(RECORD EXCERPTS Opens)

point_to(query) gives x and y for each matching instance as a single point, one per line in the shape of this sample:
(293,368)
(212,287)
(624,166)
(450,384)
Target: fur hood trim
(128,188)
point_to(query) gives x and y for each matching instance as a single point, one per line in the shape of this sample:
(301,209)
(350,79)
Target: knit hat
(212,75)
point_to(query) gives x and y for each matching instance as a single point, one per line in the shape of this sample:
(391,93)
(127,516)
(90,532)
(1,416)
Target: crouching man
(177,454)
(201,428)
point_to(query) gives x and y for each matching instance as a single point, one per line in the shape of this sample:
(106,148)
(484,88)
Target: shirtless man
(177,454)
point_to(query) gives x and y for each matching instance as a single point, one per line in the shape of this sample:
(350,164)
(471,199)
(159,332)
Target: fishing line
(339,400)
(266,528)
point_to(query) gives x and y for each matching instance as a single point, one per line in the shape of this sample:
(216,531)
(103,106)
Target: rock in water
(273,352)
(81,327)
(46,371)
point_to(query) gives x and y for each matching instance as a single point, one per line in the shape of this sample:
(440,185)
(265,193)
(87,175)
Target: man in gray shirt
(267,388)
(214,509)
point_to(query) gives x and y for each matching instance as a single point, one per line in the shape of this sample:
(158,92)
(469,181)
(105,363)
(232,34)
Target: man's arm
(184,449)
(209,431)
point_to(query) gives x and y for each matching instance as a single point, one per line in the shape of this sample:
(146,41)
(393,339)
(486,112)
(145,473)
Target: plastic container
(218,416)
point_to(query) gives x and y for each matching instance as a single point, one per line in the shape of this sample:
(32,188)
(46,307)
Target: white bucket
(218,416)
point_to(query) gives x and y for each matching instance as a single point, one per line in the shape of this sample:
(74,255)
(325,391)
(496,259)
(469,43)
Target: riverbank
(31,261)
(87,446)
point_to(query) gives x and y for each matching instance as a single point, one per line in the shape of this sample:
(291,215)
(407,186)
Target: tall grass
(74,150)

(RECORD EXCERPTS Closes)

EXERCISE DIRECTIONS> None of the records may be omitted; each is to be printed exactly.

SOLUTION TO THIS TASK>
point_to(query) gives x and y for each matching instance as a single point, one per line in the shape of this sample:
(293,368)
(212,287)
(624,166)
(450,384)
Target: fur hood trim
(128,188)
point_to(query) gives x and y for each matching instance as a single point, one per line in the shape of this sample:
(301,209)
(350,79)
Target: knit hat
(212,75)
point_to(query) gives x and y for each matching instance as a single point, one per line in the shape of this sample:
(391,93)
(127,516)
(90,532)
(1,416)
Target: crouching man
(177,454)
(201,428)
point_to(query) gives x and y for each matching instance as a single point, one per line in the shape of this sample:
(106,148)
(484,88)
Target: shirtless man
(177,454)
point_to(query) gives x and y for each matching instance as a single point, one per line in the shape of this sample:
(350,164)
(471,199)
(159,332)
Target: fishing line
(339,400)
(266,528)
point_to(query) gives x and y for each matching instance as a single point, one per line in the shape of this sample:
(216,531)
(103,106)
Target: rock in water
(273,352)
(81,327)
(46,371)
point_to(query) gives x and y for each matching instance as a single point, one per line in the shape of this sample:
(440,185)
(265,193)
(87,175)
Target: man in gray shirt
(267,388)
(214,509)
point_to(query) gives x and y for each matching instance as a single point, one per line in the shape of this sample:
(158,92)
(469,181)
(105,363)
(232,34)
Target: man's arm
(184,449)
(209,431)
point_to(query) gives x and y for each matching instance as a single point, one per line in the shape of this sample:
(146,41)
(393,339)
(486,112)
(145,473)
Target: plastic container
(218,416)
point_to(query) gives x and y for each matching instance as a single point, one per line in the shape of this sample:
(32,188)
(46,307)
Target: white bucket
(218,416)
point_to(query) gives x and y for each matching instance as a single point, one per line in the shape of this sample:
(74,255)
(325,391)
(496,259)
(469,43)
Target: riverbank
(31,261)
(87,446)
point_to(query) gives x and y for each matching instance as a single point, one per line in the shape of this sample:
(291,215)
(407,186)
Target: tall grass
(74,150)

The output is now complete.